Aim of the task ->
Return every entry exactly.

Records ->
BEGIN
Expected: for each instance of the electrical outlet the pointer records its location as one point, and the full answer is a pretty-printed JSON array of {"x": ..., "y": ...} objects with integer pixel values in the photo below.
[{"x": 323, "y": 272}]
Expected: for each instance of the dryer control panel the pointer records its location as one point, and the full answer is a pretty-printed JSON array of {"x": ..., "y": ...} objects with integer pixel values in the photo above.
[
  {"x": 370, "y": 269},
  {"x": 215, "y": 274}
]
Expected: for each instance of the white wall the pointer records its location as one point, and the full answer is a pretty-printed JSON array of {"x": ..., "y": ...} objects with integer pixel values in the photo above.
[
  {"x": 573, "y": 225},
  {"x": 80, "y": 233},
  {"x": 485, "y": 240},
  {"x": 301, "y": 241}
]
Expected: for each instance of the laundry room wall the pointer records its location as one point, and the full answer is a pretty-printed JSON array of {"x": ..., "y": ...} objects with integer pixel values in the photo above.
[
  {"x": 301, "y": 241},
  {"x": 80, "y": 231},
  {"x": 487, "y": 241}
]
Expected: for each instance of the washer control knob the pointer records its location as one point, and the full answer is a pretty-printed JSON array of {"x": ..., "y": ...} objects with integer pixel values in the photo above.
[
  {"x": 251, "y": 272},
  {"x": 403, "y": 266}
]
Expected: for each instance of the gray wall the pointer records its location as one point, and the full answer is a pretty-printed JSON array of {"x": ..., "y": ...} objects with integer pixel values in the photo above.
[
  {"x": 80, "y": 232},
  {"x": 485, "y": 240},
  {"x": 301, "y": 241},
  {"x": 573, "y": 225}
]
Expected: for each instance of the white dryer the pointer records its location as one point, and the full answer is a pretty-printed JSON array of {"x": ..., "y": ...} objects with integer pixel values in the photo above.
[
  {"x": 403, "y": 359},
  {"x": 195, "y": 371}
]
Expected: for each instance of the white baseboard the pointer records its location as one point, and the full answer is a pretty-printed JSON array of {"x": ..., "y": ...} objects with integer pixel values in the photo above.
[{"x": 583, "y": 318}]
END
Exercise output ->
Expected: for each instance of the electrical outlet the pointer records its location as one point, and the full answer is a pretty-printed JSON array of {"x": ..., "y": ...} objects with integer pixel values in the photo below.
[{"x": 323, "y": 272}]
Expected: for each instance of the dryer control panel the pointer records its location as one point, and the full answer is a pretty-printed JSON array of {"x": ..., "y": ...} objects with integer pixel values in the photo above.
[
  {"x": 370, "y": 269},
  {"x": 215, "y": 274}
]
Expected: for each instance of the white wall the pointer records its location as one point, and the full answer is a pretty-printed JSON array of {"x": ..., "y": ...} objects with integer pixel values in the photo above.
[
  {"x": 573, "y": 225},
  {"x": 80, "y": 233},
  {"x": 485, "y": 240},
  {"x": 301, "y": 241}
]
Expected: for each instance of the laundry room wall the pointer records its location as one point, and the full answer is a pretty-printed JSON array of {"x": ..., "y": ...} objects with integer pixel values in the photo above.
[
  {"x": 301, "y": 241},
  {"x": 80, "y": 231},
  {"x": 487, "y": 241}
]
Expected: for each instance of the washer control knob the pointer records its location as one point, and the full answer is a pretty-printed JSON array of {"x": ..., "y": ...} objects with integer pixel values in the photo above.
[
  {"x": 251, "y": 272},
  {"x": 403, "y": 266}
]
Expected: for each instance of the gray wall the pointer records its location as one point, and the full answer is a pretty-printed JSON array of {"x": ..., "y": ...} objects with integer pixel values in the photo above.
[
  {"x": 80, "y": 232},
  {"x": 485, "y": 240},
  {"x": 301, "y": 241},
  {"x": 573, "y": 225}
]
Expected: for each instance of the white dryer the pointer records its location as one point, and the full answer is a pretty-printed JSON array of {"x": ..., "y": ...} objects with integer pixel values in the photo above.
[
  {"x": 403, "y": 359},
  {"x": 195, "y": 371}
]
Expected: for each instance of the white baseboard the pointer records its location as one point, and the full answer is a pretty-printed JSON array of {"x": ..., "y": ...} objects with integer pixel values in the photo above.
[{"x": 583, "y": 318}]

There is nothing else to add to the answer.